• [WHAT IS ASKED]:
Starting with the line that contains "point at the car windshield" and going on through the line that contains "<point>184,147</point>", give those lines of the records below as a JSON list of strings, one string per line, with blank lines left out.

• [RECORDS PROVIDED]:
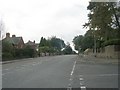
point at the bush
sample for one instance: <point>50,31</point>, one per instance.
<point>7,56</point>
<point>111,42</point>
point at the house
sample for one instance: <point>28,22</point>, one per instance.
<point>31,44</point>
<point>17,42</point>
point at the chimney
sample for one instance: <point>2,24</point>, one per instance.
<point>13,36</point>
<point>7,35</point>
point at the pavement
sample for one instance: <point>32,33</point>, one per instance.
<point>65,71</point>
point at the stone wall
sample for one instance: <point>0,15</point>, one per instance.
<point>111,51</point>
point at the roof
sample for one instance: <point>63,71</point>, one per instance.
<point>13,40</point>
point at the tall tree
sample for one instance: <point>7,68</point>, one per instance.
<point>104,17</point>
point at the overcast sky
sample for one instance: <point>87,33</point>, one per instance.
<point>33,19</point>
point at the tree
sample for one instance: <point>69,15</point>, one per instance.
<point>103,17</point>
<point>68,50</point>
<point>7,50</point>
<point>2,29</point>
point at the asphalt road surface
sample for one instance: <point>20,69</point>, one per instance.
<point>65,71</point>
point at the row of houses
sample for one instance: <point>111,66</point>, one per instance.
<point>19,43</point>
<point>110,51</point>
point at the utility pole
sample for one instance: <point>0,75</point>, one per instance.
<point>94,45</point>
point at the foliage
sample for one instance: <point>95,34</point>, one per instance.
<point>111,42</point>
<point>104,17</point>
<point>68,50</point>
<point>52,45</point>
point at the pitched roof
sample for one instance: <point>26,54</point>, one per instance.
<point>30,43</point>
<point>13,40</point>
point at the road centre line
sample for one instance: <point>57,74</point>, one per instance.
<point>83,88</point>
<point>73,68</point>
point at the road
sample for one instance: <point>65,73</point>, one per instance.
<point>66,71</point>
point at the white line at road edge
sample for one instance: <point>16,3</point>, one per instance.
<point>83,88</point>
<point>73,68</point>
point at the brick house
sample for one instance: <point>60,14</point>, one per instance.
<point>31,44</point>
<point>17,42</point>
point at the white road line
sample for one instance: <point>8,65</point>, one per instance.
<point>83,88</point>
<point>81,79</point>
<point>108,75</point>
<point>73,68</point>
<point>6,69</point>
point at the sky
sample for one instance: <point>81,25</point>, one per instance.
<point>33,19</point>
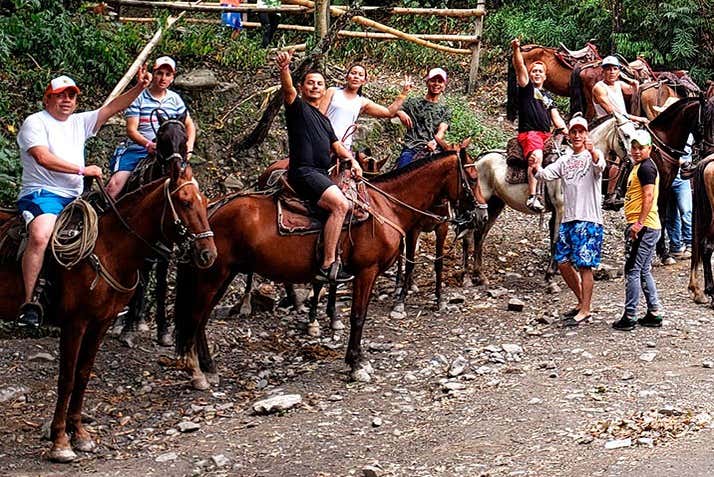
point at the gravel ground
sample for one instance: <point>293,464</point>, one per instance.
<point>533,399</point>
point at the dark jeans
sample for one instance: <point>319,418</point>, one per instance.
<point>270,23</point>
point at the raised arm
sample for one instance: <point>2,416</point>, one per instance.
<point>518,63</point>
<point>143,79</point>
<point>286,80</point>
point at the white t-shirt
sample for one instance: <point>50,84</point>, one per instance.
<point>343,113</point>
<point>65,139</point>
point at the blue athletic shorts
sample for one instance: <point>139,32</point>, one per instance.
<point>41,202</point>
<point>126,158</point>
<point>580,243</point>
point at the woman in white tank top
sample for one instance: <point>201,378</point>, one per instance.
<point>343,105</point>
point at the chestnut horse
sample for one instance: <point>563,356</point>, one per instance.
<point>92,293</point>
<point>248,241</point>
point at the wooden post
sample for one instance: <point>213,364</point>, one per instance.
<point>322,18</point>
<point>476,49</point>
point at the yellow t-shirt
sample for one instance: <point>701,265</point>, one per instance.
<point>643,173</point>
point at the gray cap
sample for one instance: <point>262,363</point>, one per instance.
<point>610,61</point>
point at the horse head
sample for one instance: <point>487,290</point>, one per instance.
<point>185,202</point>
<point>473,214</point>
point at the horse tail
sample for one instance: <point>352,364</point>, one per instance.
<point>702,215</point>
<point>186,327</point>
<point>512,96</point>
<point>577,97</point>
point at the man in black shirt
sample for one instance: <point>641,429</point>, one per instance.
<point>311,140</point>
<point>536,111</point>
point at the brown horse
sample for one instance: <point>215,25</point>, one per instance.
<point>703,240</point>
<point>92,293</point>
<point>248,241</point>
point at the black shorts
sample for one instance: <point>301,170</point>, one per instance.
<point>310,183</point>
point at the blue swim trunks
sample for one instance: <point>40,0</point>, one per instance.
<point>126,158</point>
<point>580,243</point>
<point>41,202</point>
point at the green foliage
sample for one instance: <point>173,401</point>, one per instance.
<point>9,171</point>
<point>465,123</point>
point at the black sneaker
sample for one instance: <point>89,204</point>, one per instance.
<point>651,320</point>
<point>625,324</point>
<point>30,315</point>
<point>323,276</point>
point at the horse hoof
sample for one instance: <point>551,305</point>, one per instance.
<point>84,445</point>
<point>361,376</point>
<point>127,339</point>
<point>200,384</point>
<point>213,378</point>
<point>165,340</point>
<point>62,455</point>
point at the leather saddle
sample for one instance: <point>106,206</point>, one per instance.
<point>571,58</point>
<point>300,217</point>
<point>517,165</point>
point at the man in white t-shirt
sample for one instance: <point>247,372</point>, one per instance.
<point>52,154</point>
<point>579,246</point>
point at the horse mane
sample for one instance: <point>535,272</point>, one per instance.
<point>395,173</point>
<point>669,114</point>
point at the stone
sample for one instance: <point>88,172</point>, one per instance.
<point>512,348</point>
<point>618,443</point>
<point>41,357</point>
<point>514,304</point>
<point>458,366</point>
<point>10,393</point>
<point>372,471</point>
<point>200,78</point>
<point>188,426</point>
<point>607,272</point>
<point>220,460</point>
<point>169,456</point>
<point>277,403</point>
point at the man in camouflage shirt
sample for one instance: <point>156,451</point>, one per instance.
<point>430,119</point>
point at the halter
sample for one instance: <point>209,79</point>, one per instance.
<point>187,238</point>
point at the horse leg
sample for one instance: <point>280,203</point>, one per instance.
<point>313,326</point>
<point>81,439</point>
<point>70,341</point>
<point>361,292</point>
<point>163,333</point>
<point>244,307</point>
<point>495,207</point>
<point>410,242</point>
<point>441,231</point>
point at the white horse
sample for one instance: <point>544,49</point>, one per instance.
<point>612,135</point>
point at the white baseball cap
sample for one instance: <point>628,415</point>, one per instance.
<point>578,121</point>
<point>60,84</point>
<point>610,61</point>
<point>434,72</point>
<point>165,61</point>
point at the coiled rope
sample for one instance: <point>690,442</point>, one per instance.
<point>71,246</point>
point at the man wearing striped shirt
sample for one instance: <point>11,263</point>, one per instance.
<point>140,124</point>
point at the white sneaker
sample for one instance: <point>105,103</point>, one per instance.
<point>534,204</point>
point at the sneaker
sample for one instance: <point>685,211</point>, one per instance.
<point>625,323</point>
<point>651,320</point>
<point>668,260</point>
<point>30,315</point>
<point>323,275</point>
<point>535,204</point>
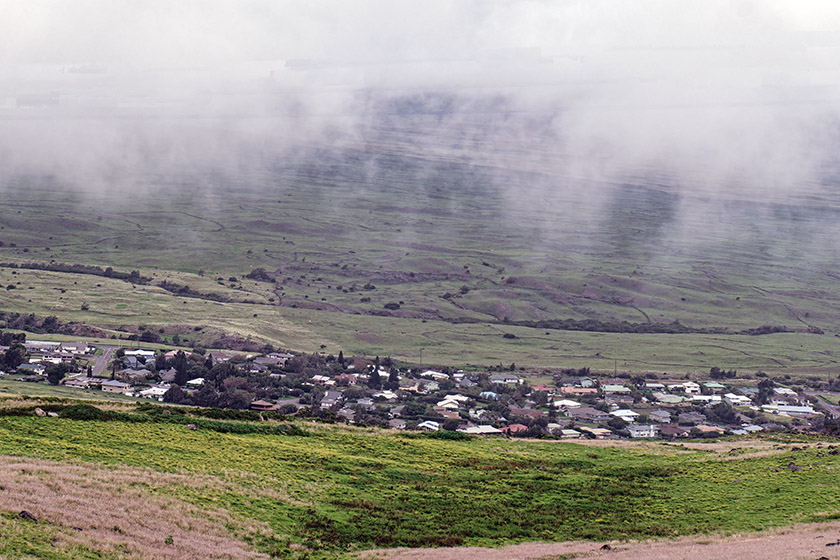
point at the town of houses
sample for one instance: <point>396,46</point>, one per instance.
<point>573,405</point>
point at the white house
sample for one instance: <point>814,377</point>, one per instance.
<point>480,430</point>
<point>643,430</point>
<point>737,400</point>
<point>691,388</point>
<point>626,414</point>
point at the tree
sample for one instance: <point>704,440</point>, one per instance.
<point>180,364</point>
<point>160,361</point>
<point>393,379</point>
<point>375,380</point>
<point>765,389</point>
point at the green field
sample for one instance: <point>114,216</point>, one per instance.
<point>457,251</point>
<point>335,489</point>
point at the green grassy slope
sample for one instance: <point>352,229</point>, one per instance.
<point>342,489</point>
<point>346,233</point>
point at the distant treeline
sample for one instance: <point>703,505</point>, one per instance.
<point>185,291</point>
<point>133,276</point>
<point>31,323</point>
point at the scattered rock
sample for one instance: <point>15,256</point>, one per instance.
<point>26,515</point>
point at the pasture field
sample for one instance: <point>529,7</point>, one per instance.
<point>385,252</point>
<point>330,489</point>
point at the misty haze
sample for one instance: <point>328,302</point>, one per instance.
<point>256,226</point>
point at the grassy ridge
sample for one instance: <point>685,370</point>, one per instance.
<point>349,488</point>
<point>452,242</point>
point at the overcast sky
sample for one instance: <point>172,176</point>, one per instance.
<point>742,90</point>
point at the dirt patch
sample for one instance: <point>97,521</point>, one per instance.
<point>121,508</point>
<point>796,543</point>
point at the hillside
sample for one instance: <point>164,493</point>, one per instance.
<point>391,247</point>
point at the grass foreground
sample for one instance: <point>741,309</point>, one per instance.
<point>151,487</point>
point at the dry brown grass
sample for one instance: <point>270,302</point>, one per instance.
<point>124,509</point>
<point>797,543</point>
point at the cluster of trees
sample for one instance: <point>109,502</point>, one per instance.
<point>185,291</point>
<point>30,322</point>
<point>134,276</point>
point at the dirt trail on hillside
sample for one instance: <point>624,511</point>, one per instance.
<point>802,542</point>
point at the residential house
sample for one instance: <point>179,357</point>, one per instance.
<point>397,423</point>
<point>626,414</point>
<point>714,386</point>
<point>674,430</point>
<point>515,429</point>
<point>737,400</point>
<point>530,412</point>
<point>566,403</point>
<point>81,382</point>
<point>73,347</point>
<point>347,414</point>
<point>330,399</point>
<point>35,369</point>
<point>598,433</point>
<point>503,378</point>
<point>643,430</point>
<point>168,375</point>
<point>346,379</point>
<point>155,392</point>
<point>611,389</point>
<point>691,388</point>
<point>660,416</point>
<point>429,425</point>
<point>115,386</point>
<point>589,414</point>
<point>578,391</point>
<point>665,398</point>
<point>691,418</point>
<point>707,429</point>
<point>480,430</point>
<point>263,406</point>
<point>448,414</point>
<point>431,374</point>
<point>790,410</point>
<point>467,383</point>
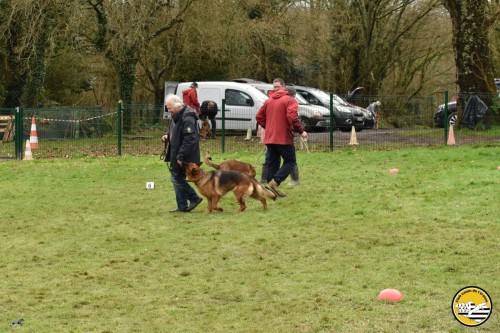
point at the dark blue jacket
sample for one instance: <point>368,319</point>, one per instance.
<point>184,140</point>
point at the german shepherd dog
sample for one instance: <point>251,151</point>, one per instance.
<point>231,165</point>
<point>215,184</point>
<point>205,129</point>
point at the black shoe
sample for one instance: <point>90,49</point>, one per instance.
<point>193,204</point>
<point>178,210</point>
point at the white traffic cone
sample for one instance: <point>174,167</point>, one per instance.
<point>249,132</point>
<point>451,137</point>
<point>33,135</point>
<point>27,152</point>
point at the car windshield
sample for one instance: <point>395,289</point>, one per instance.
<point>301,100</point>
<point>338,100</point>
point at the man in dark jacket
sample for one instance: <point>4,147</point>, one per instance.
<point>209,110</point>
<point>190,97</point>
<point>184,147</point>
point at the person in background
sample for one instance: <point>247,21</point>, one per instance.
<point>190,97</point>
<point>278,116</point>
<point>183,147</point>
<point>209,110</point>
<point>373,108</point>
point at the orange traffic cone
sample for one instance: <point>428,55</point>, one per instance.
<point>33,135</point>
<point>353,141</point>
<point>451,137</point>
<point>27,153</point>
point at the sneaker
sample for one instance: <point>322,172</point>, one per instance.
<point>273,186</point>
<point>177,210</point>
<point>193,204</point>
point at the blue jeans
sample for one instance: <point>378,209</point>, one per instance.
<point>183,191</point>
<point>274,154</point>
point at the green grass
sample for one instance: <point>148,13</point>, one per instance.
<point>87,248</point>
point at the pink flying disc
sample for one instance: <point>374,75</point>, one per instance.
<point>390,295</point>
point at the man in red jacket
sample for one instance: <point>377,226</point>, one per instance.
<point>190,97</point>
<point>278,115</point>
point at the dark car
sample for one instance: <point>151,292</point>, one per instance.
<point>344,115</point>
<point>439,115</point>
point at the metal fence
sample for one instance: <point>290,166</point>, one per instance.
<point>65,132</point>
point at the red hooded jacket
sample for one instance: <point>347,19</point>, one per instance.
<point>190,97</point>
<point>278,115</point>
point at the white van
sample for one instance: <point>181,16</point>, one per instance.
<point>312,117</point>
<point>242,101</point>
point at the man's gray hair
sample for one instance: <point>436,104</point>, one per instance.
<point>175,100</point>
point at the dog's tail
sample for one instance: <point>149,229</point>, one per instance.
<point>252,172</point>
<point>208,161</point>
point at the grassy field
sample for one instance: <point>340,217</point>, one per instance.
<point>85,247</point>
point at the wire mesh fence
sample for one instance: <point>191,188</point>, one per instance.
<point>137,129</point>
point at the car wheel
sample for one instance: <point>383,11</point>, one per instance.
<point>305,123</point>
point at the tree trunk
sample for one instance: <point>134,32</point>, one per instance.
<point>125,67</point>
<point>473,61</point>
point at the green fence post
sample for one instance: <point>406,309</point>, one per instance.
<point>18,133</point>
<point>223,135</point>
<point>445,120</point>
<point>331,122</point>
<point>120,105</point>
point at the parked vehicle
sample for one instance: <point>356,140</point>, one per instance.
<point>344,115</point>
<point>242,101</point>
<point>439,115</point>
<point>312,117</point>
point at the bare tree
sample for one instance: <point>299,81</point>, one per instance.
<point>31,32</point>
<point>472,22</point>
<point>122,30</point>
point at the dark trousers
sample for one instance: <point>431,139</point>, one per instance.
<point>212,123</point>
<point>183,191</point>
<point>275,170</point>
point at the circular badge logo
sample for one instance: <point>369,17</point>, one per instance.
<point>471,306</point>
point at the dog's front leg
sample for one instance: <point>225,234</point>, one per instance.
<point>215,202</point>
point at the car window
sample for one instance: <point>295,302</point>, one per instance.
<point>309,97</point>
<point>238,98</point>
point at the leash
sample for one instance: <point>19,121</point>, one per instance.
<point>260,154</point>
<point>163,154</point>
<point>303,143</point>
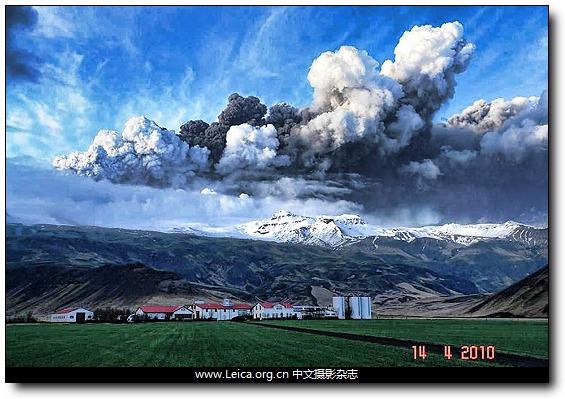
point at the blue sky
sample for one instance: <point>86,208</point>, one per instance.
<point>95,67</point>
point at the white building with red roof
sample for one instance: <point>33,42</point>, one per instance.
<point>72,315</point>
<point>220,311</point>
<point>273,310</point>
<point>165,312</point>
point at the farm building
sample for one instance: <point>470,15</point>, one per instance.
<point>313,312</point>
<point>273,310</point>
<point>72,315</point>
<point>220,311</point>
<point>165,312</point>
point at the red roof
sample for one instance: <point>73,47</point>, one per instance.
<point>243,306</point>
<point>272,304</point>
<point>222,306</point>
<point>65,311</point>
<point>210,305</point>
<point>159,309</point>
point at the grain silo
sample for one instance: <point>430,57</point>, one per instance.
<point>338,303</point>
<point>355,308</point>
<point>366,311</point>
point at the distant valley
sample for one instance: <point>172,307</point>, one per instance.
<point>49,266</point>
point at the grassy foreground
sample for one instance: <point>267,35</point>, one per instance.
<point>521,336</point>
<point>198,344</point>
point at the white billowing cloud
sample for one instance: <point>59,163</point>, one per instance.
<point>426,61</point>
<point>526,132</point>
<point>485,116</point>
<point>143,153</point>
<point>351,100</point>
<point>460,157</point>
<point>426,169</point>
<point>250,147</point>
<point>37,195</point>
<point>516,141</point>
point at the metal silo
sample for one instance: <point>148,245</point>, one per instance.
<point>338,303</point>
<point>355,307</point>
<point>366,311</point>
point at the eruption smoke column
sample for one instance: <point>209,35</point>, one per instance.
<point>143,154</point>
<point>426,62</point>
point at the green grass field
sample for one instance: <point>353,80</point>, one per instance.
<point>520,337</point>
<point>200,344</point>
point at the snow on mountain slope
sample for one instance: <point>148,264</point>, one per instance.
<point>336,231</point>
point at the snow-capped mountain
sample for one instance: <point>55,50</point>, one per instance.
<point>333,231</point>
<point>337,231</point>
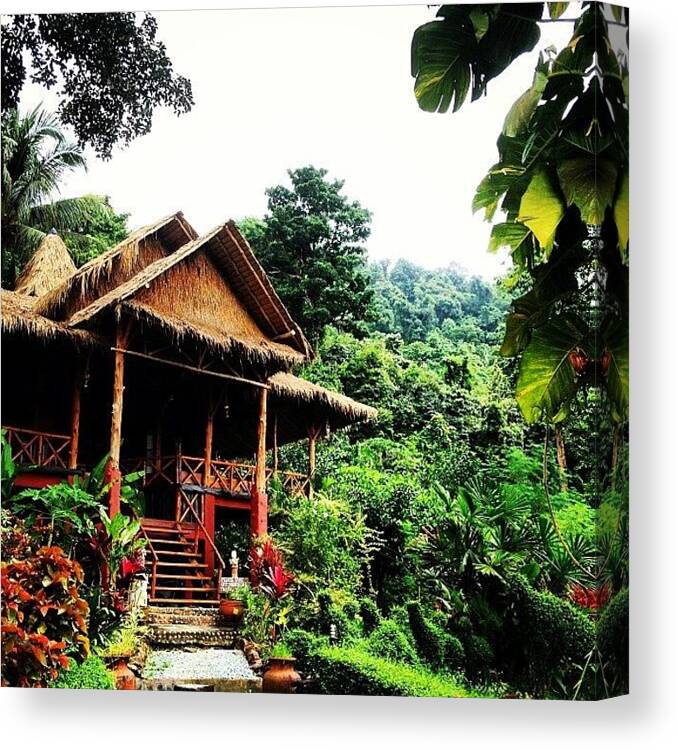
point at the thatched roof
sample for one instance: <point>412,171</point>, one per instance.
<point>50,265</point>
<point>20,319</point>
<point>300,404</point>
<point>274,337</point>
<point>108,270</point>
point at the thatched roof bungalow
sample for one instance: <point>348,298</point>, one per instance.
<point>191,339</point>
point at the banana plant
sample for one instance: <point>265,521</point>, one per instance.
<point>559,188</point>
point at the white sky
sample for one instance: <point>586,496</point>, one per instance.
<point>278,89</point>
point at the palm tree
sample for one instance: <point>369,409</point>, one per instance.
<point>35,157</point>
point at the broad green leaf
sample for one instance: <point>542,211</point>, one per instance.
<point>547,380</point>
<point>541,209</point>
<point>493,186</point>
<point>589,184</point>
<point>466,47</point>
<point>556,10</point>
<point>618,13</point>
<point>621,214</point>
<point>442,75</point>
<point>520,113</point>
<point>480,22</point>
<point>617,345</point>
<point>508,234</point>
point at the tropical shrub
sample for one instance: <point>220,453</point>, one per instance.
<point>613,641</point>
<point>43,616</point>
<point>544,639</point>
<point>429,638</point>
<point>479,658</point>
<point>455,657</point>
<point>302,645</point>
<point>329,542</point>
<point>370,614</point>
<point>388,641</point>
<point>354,671</point>
<point>90,675</point>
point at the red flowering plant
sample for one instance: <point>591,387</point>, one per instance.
<point>590,597</point>
<point>43,617</point>
<point>267,568</point>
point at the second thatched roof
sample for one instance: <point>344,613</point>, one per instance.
<point>50,265</point>
<point>19,318</point>
<point>301,405</point>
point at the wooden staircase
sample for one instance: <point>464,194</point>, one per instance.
<point>176,565</point>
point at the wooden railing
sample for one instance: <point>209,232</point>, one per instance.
<point>41,449</point>
<point>231,477</point>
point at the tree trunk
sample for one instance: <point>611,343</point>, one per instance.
<point>562,458</point>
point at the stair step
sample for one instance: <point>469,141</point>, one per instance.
<point>157,530</point>
<point>172,553</point>
<point>201,602</point>
<point>190,634</point>
<point>169,541</point>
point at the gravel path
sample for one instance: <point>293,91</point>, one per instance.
<point>205,664</point>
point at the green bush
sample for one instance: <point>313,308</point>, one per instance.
<point>429,638</point>
<point>455,657</point>
<point>370,614</point>
<point>90,675</point>
<point>545,640</point>
<point>332,613</point>
<point>353,671</point>
<point>613,641</point>
<point>388,641</point>
<point>479,658</point>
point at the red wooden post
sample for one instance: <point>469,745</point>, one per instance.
<point>209,500</point>
<point>313,435</point>
<point>113,467</point>
<point>75,417</point>
<point>259,512</point>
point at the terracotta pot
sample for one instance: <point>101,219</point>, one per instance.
<point>124,677</point>
<point>280,676</point>
<point>232,610</point>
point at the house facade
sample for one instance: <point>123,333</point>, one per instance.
<point>170,354</point>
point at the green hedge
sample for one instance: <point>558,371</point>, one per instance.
<point>90,675</point>
<point>388,641</point>
<point>544,641</point>
<point>353,671</point>
<point>613,641</point>
<point>430,639</point>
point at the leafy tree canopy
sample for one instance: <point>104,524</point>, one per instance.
<point>311,244</point>
<point>110,71</point>
<point>35,158</point>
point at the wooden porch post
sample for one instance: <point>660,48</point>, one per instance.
<point>259,515</point>
<point>75,416</point>
<point>209,509</point>
<point>313,435</point>
<point>275,444</point>
<point>113,468</point>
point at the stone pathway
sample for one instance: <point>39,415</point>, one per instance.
<point>209,669</point>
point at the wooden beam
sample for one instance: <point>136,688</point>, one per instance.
<point>113,467</point>
<point>260,469</point>
<point>190,368</point>
<point>275,444</point>
<point>209,439</point>
<point>313,435</point>
<point>118,391</point>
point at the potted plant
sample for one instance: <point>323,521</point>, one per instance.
<point>280,675</point>
<point>233,603</point>
<point>118,654</point>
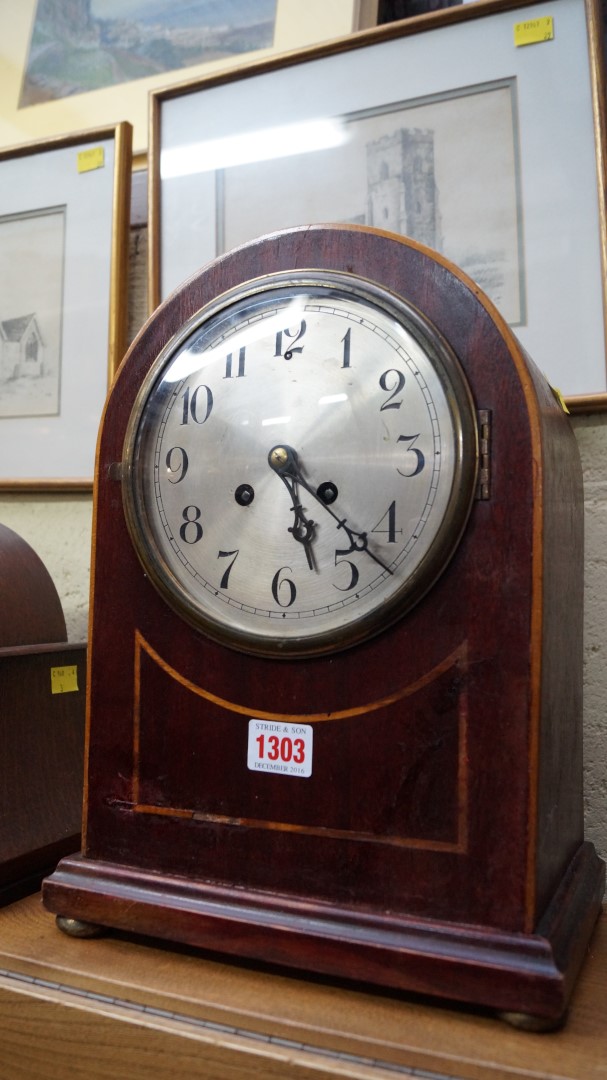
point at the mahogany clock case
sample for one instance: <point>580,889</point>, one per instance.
<point>41,732</point>
<point>437,845</point>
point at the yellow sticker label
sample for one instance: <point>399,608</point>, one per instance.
<point>64,679</point>
<point>534,30</point>
<point>91,159</point>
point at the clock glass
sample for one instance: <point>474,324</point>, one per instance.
<point>300,463</point>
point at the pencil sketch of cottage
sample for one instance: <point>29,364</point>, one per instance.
<point>402,189</point>
<point>22,348</point>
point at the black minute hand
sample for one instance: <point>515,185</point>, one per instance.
<point>302,528</point>
<point>283,460</point>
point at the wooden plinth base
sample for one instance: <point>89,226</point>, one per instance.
<point>529,974</point>
<point>127,1009</point>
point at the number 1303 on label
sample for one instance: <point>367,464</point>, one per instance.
<point>282,747</point>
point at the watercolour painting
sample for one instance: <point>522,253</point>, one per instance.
<point>84,45</point>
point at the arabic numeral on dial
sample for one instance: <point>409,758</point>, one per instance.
<point>198,408</point>
<point>283,589</point>
<point>353,569</point>
<point>176,463</point>
<point>414,457</point>
<point>388,524</point>
<point>295,334</point>
<point>240,368</point>
<point>191,529</point>
<point>392,381</point>
<point>346,342</point>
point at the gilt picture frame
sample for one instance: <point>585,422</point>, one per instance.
<point>64,238</point>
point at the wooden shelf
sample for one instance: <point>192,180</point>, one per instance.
<point>117,1008</point>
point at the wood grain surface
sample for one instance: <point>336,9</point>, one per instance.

• [FULL SOLUTION]:
[
  "point at the car windshield",
  "sample for one instance: <point>395,289</point>, one per instance.",
  "<point>301,100</point>",
  "<point>338,100</point>",
  "point at the man in dark jacket",
  "sample for one instance: <point>4,147</point>, one per instance.",
  "<point>209,110</point>",
  "<point>190,97</point>",
  "<point>184,147</point>"
]